Task prompt: The goal is an unaltered copy of the records below, minus any images.

:: Data for review ::

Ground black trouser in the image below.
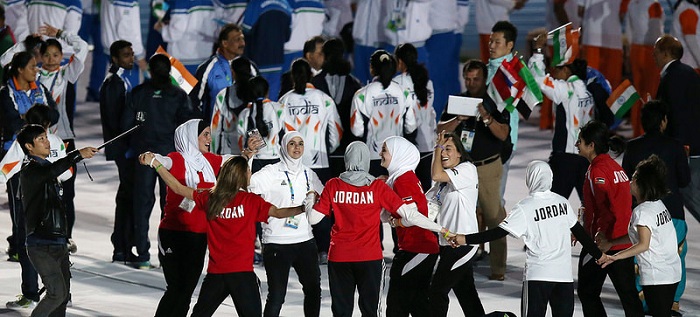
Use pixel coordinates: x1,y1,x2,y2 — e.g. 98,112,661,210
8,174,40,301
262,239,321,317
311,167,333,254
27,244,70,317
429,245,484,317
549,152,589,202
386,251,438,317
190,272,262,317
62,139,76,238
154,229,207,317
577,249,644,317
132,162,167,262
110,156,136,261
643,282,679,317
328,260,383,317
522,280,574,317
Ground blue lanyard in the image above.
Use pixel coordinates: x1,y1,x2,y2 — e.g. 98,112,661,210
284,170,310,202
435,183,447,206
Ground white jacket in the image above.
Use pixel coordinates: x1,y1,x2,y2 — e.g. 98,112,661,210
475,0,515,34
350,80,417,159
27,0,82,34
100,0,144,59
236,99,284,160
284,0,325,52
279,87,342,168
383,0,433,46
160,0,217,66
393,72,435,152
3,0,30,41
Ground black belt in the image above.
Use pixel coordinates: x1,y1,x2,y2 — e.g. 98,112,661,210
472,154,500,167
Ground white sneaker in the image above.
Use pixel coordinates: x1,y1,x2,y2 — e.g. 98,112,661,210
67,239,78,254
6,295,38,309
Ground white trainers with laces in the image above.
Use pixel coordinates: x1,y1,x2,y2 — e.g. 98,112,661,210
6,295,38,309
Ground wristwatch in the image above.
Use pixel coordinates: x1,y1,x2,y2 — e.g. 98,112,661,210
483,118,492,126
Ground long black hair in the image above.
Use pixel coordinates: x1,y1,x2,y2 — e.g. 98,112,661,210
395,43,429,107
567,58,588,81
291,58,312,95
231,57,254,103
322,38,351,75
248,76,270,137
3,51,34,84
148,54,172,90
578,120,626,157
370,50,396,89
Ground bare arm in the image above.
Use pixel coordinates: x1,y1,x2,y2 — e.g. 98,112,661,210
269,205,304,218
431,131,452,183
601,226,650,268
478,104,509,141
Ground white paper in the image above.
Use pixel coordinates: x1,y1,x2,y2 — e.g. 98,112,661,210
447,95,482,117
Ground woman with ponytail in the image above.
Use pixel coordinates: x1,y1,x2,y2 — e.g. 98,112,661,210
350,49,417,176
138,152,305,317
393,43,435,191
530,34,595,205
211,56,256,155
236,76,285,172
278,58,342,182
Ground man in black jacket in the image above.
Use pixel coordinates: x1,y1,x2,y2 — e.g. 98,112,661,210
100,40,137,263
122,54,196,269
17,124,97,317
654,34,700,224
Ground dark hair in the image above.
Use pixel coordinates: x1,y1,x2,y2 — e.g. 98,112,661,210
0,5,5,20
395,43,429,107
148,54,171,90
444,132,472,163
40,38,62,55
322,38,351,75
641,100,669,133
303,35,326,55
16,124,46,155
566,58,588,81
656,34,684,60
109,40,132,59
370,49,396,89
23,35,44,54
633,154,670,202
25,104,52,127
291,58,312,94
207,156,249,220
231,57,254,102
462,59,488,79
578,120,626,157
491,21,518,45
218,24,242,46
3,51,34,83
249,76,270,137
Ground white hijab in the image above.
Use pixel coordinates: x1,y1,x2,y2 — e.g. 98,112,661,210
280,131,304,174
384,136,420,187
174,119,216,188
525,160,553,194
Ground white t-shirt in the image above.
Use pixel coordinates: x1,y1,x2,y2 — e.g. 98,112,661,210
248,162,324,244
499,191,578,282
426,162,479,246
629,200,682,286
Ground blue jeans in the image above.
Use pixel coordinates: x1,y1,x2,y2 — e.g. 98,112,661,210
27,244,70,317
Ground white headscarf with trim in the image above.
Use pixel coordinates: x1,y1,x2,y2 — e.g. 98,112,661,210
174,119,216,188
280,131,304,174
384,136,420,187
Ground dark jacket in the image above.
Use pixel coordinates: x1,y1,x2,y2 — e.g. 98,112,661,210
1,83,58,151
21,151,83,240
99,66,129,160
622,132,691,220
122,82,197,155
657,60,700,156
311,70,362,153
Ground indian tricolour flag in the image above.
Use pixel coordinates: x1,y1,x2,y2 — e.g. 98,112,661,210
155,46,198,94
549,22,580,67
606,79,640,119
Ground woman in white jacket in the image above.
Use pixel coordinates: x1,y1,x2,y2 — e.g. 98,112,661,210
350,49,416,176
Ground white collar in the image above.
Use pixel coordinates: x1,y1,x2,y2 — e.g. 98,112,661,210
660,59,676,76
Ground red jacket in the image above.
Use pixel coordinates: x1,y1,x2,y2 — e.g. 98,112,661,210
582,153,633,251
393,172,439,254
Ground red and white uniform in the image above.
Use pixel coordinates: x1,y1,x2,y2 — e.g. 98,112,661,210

:::

Response:
Ground black trouser in the image below.
Use pixel coordinates: x1,y1,x2,y2 — e.g. 98,112,661,210
8,174,40,301
262,239,321,317
311,167,333,254
27,244,70,317
429,245,484,317
549,152,589,202
386,251,438,317
190,272,262,317
62,139,76,238
154,229,207,317
577,249,644,317
132,162,167,262
110,156,136,261
643,282,679,317
328,260,383,317
522,280,574,317
Ground blue lanyard in the image above.
Use pixel coordinates: x1,y1,x2,y2 — e.g. 98,112,661,210
284,170,310,202
435,183,447,206
Ground white jacket in the image above.
Use pixel coordinates: x1,y1,x2,y2 — e.g. 98,112,661,210
475,0,515,34
350,80,417,159
27,0,82,34
100,0,144,59
236,99,284,160
284,0,325,52
279,87,342,168
383,0,433,46
160,0,217,66
393,72,435,152
3,0,30,41
Ground black belt in the image above.
Use pixel coordinates: x1,y1,x2,y2 — e.g. 98,112,661,210
472,154,500,167
Ground white sneaker in the image above.
Use pixel coordinates: x1,y1,x2,y2 — e.g. 98,112,661,210
67,239,78,254
6,295,38,309
Ground white trainers with laces in the image above.
Use pixel coordinates: x1,y1,x2,y2 — e.g. 98,112,661,210
6,295,38,309
Ground wristwatch in the image above.
Use pixel coordinates: x1,y1,x2,y2 — e.g. 98,112,661,210
483,118,492,126
Ground long black hair in the image above.
Use pixel coordinates: x1,y1,x2,y2 — e.g. 98,112,661,210
395,43,429,107
567,58,588,81
291,58,312,95
231,57,254,103
322,38,351,75
248,76,270,137
3,51,34,84
148,54,172,90
578,120,626,157
370,50,396,89
Ground bare arm in the image above.
Use pixel coordinates: x1,y1,x2,y2 — e.g. 98,112,661,210
269,205,304,218
431,131,452,183
601,226,650,268
478,104,509,141
Ground white paper in the image above.
Use pixel coordinates: x1,y1,x2,y2 — e.g. 98,112,661,210
447,95,482,117
Ground woman with ponytail in the image above.
Use pixel coordinates: x1,y1,x2,y2 — e.g. 98,112,661,210
350,49,417,176
138,152,305,317
393,43,435,191
530,34,595,205
211,56,256,155
236,76,285,172
278,58,342,182
Ground man in black jacket in the image above.
Use pixel coordinates: x1,y1,x2,y2 — e.g. 98,112,661,210
100,40,137,263
122,54,196,269
17,124,97,317
654,34,700,224
Ground dark hair in the image above.
Use pixel coordinates: x1,y1,x2,y2 — e.g. 98,112,661,210
0,5,5,20
395,43,429,107
148,54,171,90
444,132,472,163
40,38,62,55
322,38,351,75
641,100,669,133
303,35,326,55
16,124,46,155
566,58,588,81
656,34,684,60
109,40,132,59
370,49,396,89
23,35,44,54
633,154,670,202
25,104,52,127
291,58,312,94
207,156,249,220
231,57,254,102
462,59,488,79
578,120,626,157
491,21,518,45
218,24,242,46
3,51,34,83
249,76,270,137
Ground white hijab in the image above.
Use pixel coordinates: x1,y1,x2,y2 — e.g. 98,112,661,210
280,131,304,174
384,136,420,187
174,119,216,188
525,160,553,194
Ground white t-shirt in the image above.
Use pixel coordinates: x1,y1,x2,y2 — e.g. 98,112,661,210
248,162,324,244
499,191,578,282
426,162,479,246
629,200,682,286
Ground blue jeans in the image above.
Use pixel coordinates: x1,y1,x2,y2 — e.g. 98,112,661,210
27,244,70,317
Ground white headscarf with trim in the image above.
Use pixel coordinates: x1,y1,x2,y2 — e.g. 98,112,661,210
174,119,216,188
280,131,304,174
384,136,420,187
Ground dark jacket in the image above.
Use pixel coordinates: x1,y1,x2,y2 — e.g. 98,112,661,210
1,83,58,151
21,151,83,240
99,66,129,160
622,132,691,220
122,82,197,155
657,60,700,156
311,70,362,153
Ground indian tricolour flag in the image above.
Use pixel coordinates: x1,y1,x2,y2 — e.g. 98,112,661,210
155,46,198,94
549,22,580,67
606,79,640,119
Ground woman in white jacket in the image above.
Use pixel coordinates: x1,y1,x2,y2 — e.g. 98,112,661,210
350,49,416,176
Ground white collar in the image above.
Use pixel coordinates: x1,y1,x2,y2 — e.g. 98,112,661,210
660,59,676,76
Ground red jacket in the image above.
Use pixel coordinates: x1,y1,x2,y2 — e.g. 98,112,661,210
582,153,633,251
393,172,439,254
Ground red and white uniform in the image above.
Use pixel coordinates: x1,y1,x2,y2 — e.g. 98,112,661,210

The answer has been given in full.